Quinta Palestra em Oak Grove

Ojai, Califórnia

Esta manhã quero falar sobre o medo, que cria, que necessita de compulsão, influência.

Ora, nós dividimos a mente em pensamento, razão, intelecto; mas como expliquei em minha última palestra, para mim mente é inteligência, autocriativa, mas obscurecida pela memória; a mente, que é inteligência, está obscurecida pela memória e confusa com esse “Eu” consciente, o resultado do meio. Assim a mente ficou escravizada pelo meio que ela mesma criou através da ânsia, e assim existe medo continuamente. A mente criou o meio, e enquanto não compreendermos esse meio, haverá medo. Nós não damos nosso pensamento integral ao meio e não estamos totalmente conscientes dele, assim a mente fica escravizada a esse meio e por isso há medo; e a compulsão é o instrumento do medo. Assim, naturalmente, a falta de compreensão do meio é provocada pela falta de inteligência, e porque não compreendemos o meio, o medo é criado, e medo precisa de influência, seja exterior ou interior.

E como é criada esta contínua compulsão, que se tornou o instrumento, este penetrante instrumento do medo? A memória obscurece a mente, e isto, eu disse vezes e vezes, é o resultado da falta de compreensão do meio que cria conflito, e a memória se torna consciente dela mesma. Esta mente, obscurecida, limitada e confinada pela memória, busca a perpetuação do resultado que é o “Eu”; assim, perpetuando o “Eu”, a mente busca ajustamento, alteração, ou modificação do meio, seu crescimento e expansão. Você sabe, a mente está continuamente buscando ajustamento ao meio; mas ajustamento ao meio não gera compreensão, nem nós podemos ver a significação desse meio simplesmente modificando o estado da mente ou tentando mudar ou expandir esse meio. Porque a mente está continuamente buscando sua própria proteção, ela fica obscurecida pela memória que se tornou confusa, identificada com  sua própria consciência – essa própria consciência que deseja perpetuar-se – consequentemente ela tenta alterar, ajustar, modificar o meio, ou em outras palavras, a mente busca fazer o “Eu”, como ela considera, imortal, universal e cósmico. Não é assim?

Então a mente, que busca imortalidade, realmente deseja a continuidade deste “Eu” consciente, a perpetuação do meio; isto é, enquanto a mente se prende a esta ideia do “Eu” consciente, que não é mais que a falta de compreensão do meio e, portanto, a causa do conflito, enquanto ela buscar, nessa limitação, sua própria perpetuação, e essa perpetuação nós chamamos de imortalidade, ou essa consciência cósmica na qual o particular ainda permanece. Enquanto a mente, que é inteligência, é mantida na servidão da memória, que é o “Eu” consciente, existe a procura do falso pelo falso. Este “Eu”, como expliquei, é a falsa reação ao meio; existe uma causa falsa e ela está sempre buscando uma falsa solução, um falso efeito, um falso resultado. Assim, quando a mente obscurecida pela memória está buscando perpetuar-se como consciência de si mesma, ela está buscando a falsa imortalidade, uma falsa expansão cósmica, ou como você queira chamar.

--------

Tarefa obrigatória 1
Segundo a palestra, qual é o instrumento do medo?
Tarefa obrigatória 2
Liste as partes em que, segundo a palestra, nós dividimos a mente.
Tarefa obrigatória 3
Transcreva sem alterações o trecho da palestra que vai de "Ora, nós dividimos" até "exterior ou interior.", inclusive.

[Registros salvos]
--------

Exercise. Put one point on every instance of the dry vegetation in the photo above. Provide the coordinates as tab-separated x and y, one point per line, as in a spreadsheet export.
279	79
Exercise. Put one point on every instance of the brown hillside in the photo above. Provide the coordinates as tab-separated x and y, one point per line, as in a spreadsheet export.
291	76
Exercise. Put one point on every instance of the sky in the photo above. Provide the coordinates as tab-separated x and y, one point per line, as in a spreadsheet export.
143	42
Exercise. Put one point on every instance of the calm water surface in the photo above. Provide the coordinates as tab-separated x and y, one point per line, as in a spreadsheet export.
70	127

--------

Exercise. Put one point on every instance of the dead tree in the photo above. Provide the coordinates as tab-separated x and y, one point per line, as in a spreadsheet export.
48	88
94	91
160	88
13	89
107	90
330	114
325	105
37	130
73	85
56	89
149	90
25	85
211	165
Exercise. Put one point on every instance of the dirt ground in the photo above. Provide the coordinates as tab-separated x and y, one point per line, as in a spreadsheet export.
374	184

--------

Resposta correta 1
A compulsão.

Resposta correta 2
Pensamento, razão e intelecto.

Resposta correta 3
Ora, nós dividimos a mente em pensamento, razão, intelecto; mas como expliquei em minha última palestra, para mim mente é inteligência, autocriativa, mas obscurecida pela memória; a mente, que é inteligência, está obscurecida pela memória e confusa com esse “Eu” consciente, o resultado do meio. Assim a mente ficou escravizada pelo meio que ela mesma criou através da ânsia, e assim existe medo continuamente. A mente criou o meio, e enquanto não compreendermos esse meio, haverá medo. Nós não damos nosso pensamento integral ao meio e não estamos totalmente conscientes dele, assim a mente fica escravizada a esse meio e por isso há medo; e a compulsão é o instrumento do medo. Assim, naturalmente, a falta de compreensão do meio é provocada pela falta de inteligência, e porque não compreendemos o meio, o medo é criado, e medo precisa de influência, seja exterior ou interior.